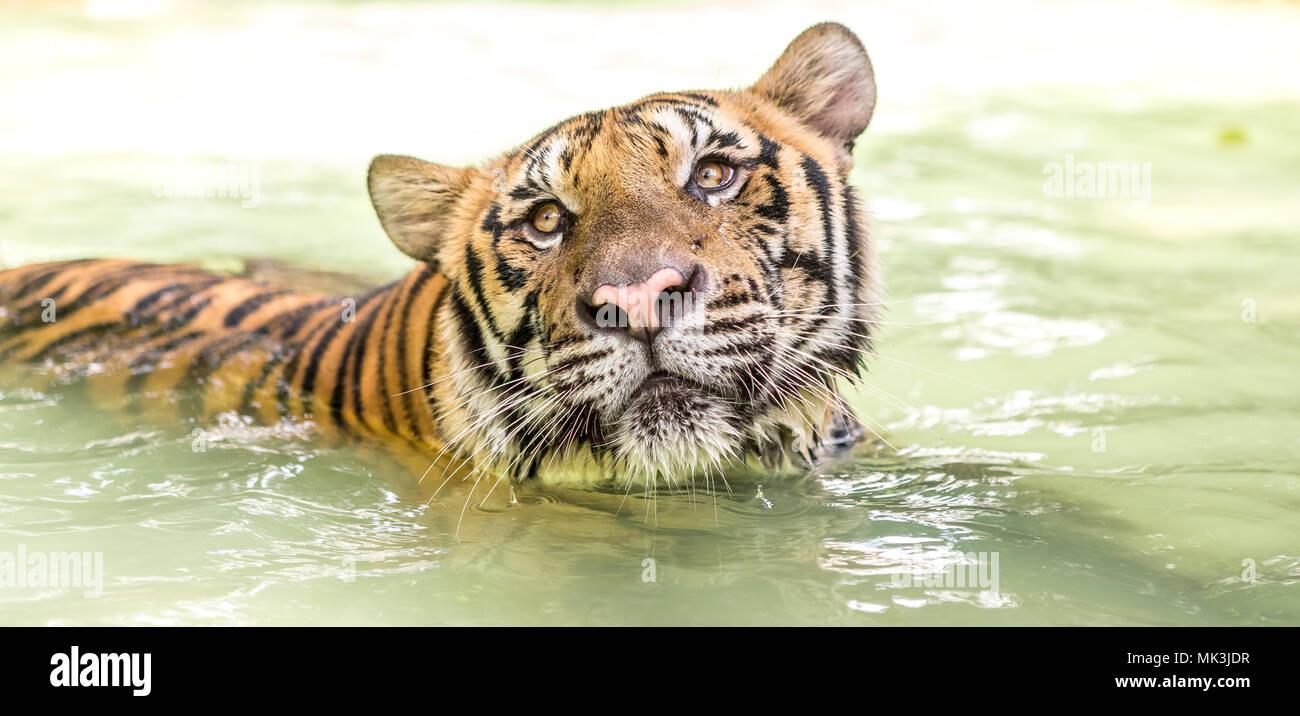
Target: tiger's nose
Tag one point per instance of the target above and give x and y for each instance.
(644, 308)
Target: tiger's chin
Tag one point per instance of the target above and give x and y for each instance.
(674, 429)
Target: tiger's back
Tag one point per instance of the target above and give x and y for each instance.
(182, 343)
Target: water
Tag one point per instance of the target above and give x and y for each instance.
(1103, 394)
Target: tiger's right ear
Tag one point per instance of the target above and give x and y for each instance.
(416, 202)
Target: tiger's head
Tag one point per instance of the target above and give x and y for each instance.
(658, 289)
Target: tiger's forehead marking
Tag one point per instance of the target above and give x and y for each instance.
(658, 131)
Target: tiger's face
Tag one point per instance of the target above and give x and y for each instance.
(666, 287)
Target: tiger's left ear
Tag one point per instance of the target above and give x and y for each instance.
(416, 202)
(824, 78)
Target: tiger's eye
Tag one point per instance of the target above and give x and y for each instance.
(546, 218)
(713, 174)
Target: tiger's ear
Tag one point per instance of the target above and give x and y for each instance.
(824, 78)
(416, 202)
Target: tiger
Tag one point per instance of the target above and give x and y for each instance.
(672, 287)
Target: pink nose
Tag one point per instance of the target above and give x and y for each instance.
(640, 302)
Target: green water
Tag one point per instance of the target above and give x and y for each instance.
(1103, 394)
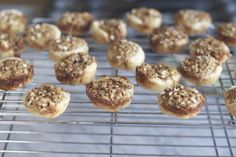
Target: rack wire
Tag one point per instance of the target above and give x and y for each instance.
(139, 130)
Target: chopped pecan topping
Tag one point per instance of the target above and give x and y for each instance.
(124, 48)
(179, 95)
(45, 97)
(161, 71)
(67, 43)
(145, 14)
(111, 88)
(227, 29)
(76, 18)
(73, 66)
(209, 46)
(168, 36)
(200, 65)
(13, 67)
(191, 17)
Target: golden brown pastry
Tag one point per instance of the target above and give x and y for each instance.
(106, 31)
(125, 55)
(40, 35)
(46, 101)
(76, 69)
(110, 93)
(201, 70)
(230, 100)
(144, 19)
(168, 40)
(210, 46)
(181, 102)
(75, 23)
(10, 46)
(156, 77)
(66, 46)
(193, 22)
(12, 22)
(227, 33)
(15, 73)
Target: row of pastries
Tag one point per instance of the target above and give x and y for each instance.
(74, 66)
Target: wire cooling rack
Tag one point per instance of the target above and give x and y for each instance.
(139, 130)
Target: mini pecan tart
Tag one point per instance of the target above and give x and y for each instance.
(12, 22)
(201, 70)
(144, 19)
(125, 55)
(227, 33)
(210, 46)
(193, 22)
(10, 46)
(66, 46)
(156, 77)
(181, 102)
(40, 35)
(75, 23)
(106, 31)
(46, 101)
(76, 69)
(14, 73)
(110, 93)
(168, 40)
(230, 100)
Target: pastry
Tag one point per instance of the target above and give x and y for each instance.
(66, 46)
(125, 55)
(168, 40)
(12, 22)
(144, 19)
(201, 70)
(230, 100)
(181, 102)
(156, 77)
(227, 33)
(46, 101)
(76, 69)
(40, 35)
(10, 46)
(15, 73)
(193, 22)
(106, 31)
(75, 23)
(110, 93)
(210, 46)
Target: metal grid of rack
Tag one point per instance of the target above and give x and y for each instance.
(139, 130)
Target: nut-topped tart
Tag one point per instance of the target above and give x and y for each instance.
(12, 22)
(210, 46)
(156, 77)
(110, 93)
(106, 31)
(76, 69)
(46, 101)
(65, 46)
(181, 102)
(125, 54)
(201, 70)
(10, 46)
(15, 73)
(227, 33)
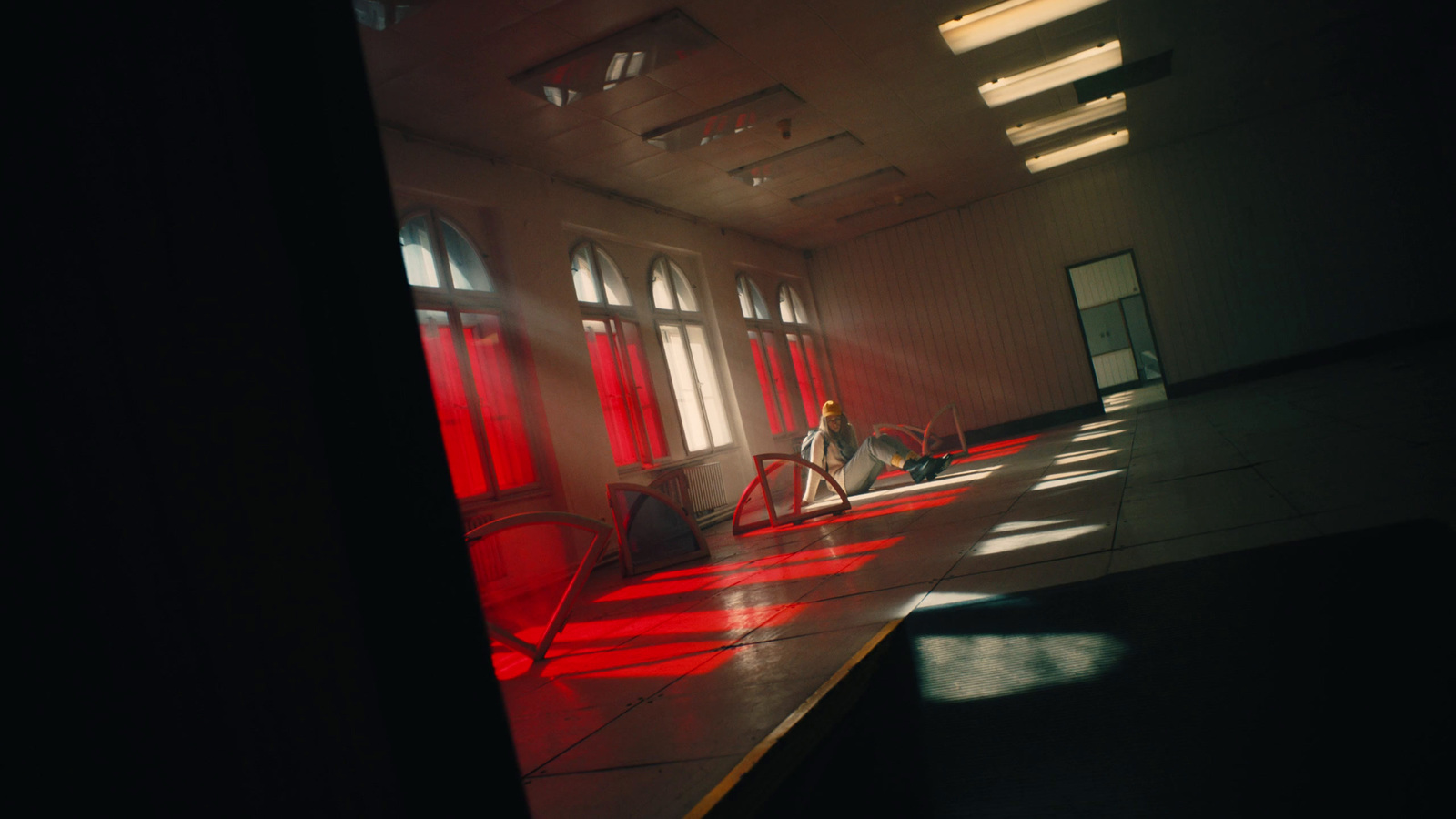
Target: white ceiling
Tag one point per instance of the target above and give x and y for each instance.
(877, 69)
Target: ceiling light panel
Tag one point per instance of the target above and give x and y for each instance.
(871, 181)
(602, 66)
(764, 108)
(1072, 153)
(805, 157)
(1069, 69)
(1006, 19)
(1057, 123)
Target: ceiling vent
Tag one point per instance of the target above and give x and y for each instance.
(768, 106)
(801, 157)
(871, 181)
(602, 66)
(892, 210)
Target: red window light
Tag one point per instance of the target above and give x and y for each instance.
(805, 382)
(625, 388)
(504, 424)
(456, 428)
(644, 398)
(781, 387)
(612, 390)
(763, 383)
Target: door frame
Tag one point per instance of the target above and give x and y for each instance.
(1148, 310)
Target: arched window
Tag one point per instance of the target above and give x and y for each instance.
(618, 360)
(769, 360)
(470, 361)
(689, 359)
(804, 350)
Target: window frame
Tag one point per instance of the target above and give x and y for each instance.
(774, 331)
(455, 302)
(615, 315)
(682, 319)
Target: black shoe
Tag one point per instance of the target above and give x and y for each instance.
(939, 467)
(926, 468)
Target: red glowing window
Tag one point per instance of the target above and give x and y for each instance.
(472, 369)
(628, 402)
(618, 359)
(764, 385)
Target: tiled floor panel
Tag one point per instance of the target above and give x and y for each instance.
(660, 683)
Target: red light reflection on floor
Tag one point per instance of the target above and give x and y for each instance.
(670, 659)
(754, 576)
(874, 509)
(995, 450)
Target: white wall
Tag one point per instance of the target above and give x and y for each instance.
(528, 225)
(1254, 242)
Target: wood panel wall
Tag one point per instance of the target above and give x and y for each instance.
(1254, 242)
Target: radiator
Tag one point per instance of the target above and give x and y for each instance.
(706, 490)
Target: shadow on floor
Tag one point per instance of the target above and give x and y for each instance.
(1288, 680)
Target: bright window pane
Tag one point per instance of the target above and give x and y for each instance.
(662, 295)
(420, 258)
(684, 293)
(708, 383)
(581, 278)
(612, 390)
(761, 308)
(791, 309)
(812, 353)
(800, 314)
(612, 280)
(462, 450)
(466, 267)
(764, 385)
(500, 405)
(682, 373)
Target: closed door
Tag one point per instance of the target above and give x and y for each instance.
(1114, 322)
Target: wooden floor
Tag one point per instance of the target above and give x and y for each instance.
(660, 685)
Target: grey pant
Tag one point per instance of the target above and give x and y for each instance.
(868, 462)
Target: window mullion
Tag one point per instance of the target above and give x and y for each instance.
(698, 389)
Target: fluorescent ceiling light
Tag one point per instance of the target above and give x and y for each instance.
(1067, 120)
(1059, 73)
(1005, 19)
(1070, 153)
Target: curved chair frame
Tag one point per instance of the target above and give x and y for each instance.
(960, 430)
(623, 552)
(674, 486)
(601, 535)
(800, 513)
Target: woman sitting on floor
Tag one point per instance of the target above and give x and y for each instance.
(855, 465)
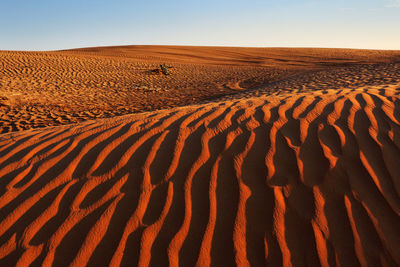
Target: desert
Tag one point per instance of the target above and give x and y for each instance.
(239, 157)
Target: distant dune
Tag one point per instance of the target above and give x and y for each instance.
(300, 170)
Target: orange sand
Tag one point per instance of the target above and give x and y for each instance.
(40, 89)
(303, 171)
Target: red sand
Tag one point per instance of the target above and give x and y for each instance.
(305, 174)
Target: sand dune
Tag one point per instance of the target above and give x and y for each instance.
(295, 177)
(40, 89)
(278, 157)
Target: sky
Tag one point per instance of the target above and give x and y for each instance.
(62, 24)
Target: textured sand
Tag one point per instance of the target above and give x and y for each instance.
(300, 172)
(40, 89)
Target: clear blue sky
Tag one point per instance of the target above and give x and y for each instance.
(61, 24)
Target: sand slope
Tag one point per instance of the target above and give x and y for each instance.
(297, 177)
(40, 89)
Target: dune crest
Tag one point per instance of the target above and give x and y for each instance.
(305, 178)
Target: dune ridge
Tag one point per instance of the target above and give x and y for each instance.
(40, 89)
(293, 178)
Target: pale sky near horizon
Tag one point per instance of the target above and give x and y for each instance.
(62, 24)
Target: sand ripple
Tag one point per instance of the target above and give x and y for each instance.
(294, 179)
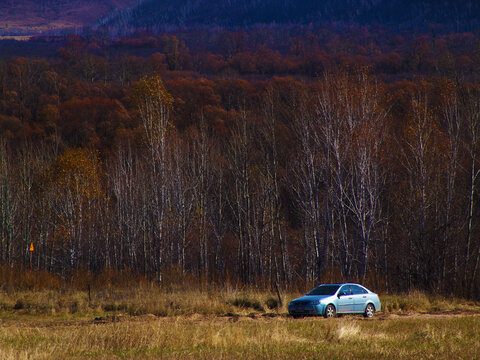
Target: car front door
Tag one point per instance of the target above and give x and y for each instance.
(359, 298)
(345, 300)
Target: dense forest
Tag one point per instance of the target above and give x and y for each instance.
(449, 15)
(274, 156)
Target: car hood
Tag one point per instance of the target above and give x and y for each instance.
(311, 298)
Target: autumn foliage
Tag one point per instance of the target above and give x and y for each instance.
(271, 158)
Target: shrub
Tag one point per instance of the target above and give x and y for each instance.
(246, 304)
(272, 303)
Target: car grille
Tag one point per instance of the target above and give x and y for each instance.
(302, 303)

======

(WHAT YOU HAVE TO DO)
Put the lines into a JSON list of strings, one string per line and blank lines left out, starting with the line that contains "Target: car hood" and going on through the last line of the items above.

(FULL OUTPUT)
[
  "Target: car hood",
  "Tag one point per instance of the target above and give x and y for each instance.",
  "(311, 298)",
  "Target: autumn foliage",
  "Tag one point per instance of the target above and give x and y for each instance.",
  "(271, 158)",
  "Target: shrub",
  "Tag one point per instance of the target above and give x and y for each instance.",
  "(246, 304)",
  "(272, 303)",
  "Target: car grille",
  "Tag one point per instance of the target above and give x and y for each instance.",
  "(302, 303)"
]